* What is required *
Switch "bunny" to "rabbit" in the rows starting at the one that contains "Question. Identify every instance of the white round" and ending at the last row, keeping everything else the same. Give back only those rows.

Pointing rows:
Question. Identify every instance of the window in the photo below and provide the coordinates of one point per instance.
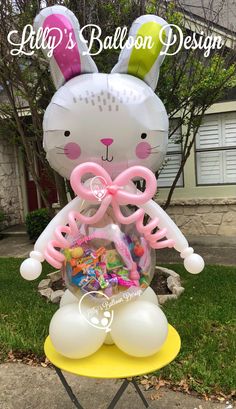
(173, 160)
(216, 150)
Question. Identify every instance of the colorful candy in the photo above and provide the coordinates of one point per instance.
(104, 269)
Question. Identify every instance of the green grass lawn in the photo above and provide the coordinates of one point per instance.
(24, 315)
(204, 317)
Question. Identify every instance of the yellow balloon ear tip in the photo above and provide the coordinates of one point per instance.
(143, 58)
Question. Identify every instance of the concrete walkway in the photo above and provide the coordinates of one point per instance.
(25, 387)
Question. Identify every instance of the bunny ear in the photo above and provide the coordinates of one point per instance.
(67, 59)
(144, 61)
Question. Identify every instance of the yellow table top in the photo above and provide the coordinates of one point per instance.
(111, 362)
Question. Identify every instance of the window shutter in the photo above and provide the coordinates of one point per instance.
(229, 130)
(229, 166)
(169, 172)
(209, 168)
(209, 133)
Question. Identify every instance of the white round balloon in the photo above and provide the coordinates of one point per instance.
(30, 269)
(108, 339)
(139, 328)
(73, 336)
(149, 295)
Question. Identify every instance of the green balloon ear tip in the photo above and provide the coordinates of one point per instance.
(142, 59)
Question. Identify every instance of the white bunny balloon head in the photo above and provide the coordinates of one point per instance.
(116, 119)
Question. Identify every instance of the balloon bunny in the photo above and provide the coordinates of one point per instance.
(115, 128)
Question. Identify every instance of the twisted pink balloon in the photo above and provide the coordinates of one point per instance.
(114, 195)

* The reply *
Question. Identify every instance of the white round balloon in the photo above and provide the coordinates of one point per instance.
(30, 269)
(108, 339)
(139, 328)
(73, 336)
(149, 295)
Question. Identify every instance of the green balloon ear tip in the photo above and provide the coordinates of one point per instance.
(142, 59)
Question. Identify every instance of the white rabbit balloon head in the photo above and provide the coordinates of one point per instance.
(116, 119)
Question. Identify every instance of the balloon rabbit in the photo above and provide the coordinates of one point per instance.
(115, 128)
Question. Identify every instance of the twisted pink balloon in the photo above and provide the coordinates of one point per instance.
(114, 195)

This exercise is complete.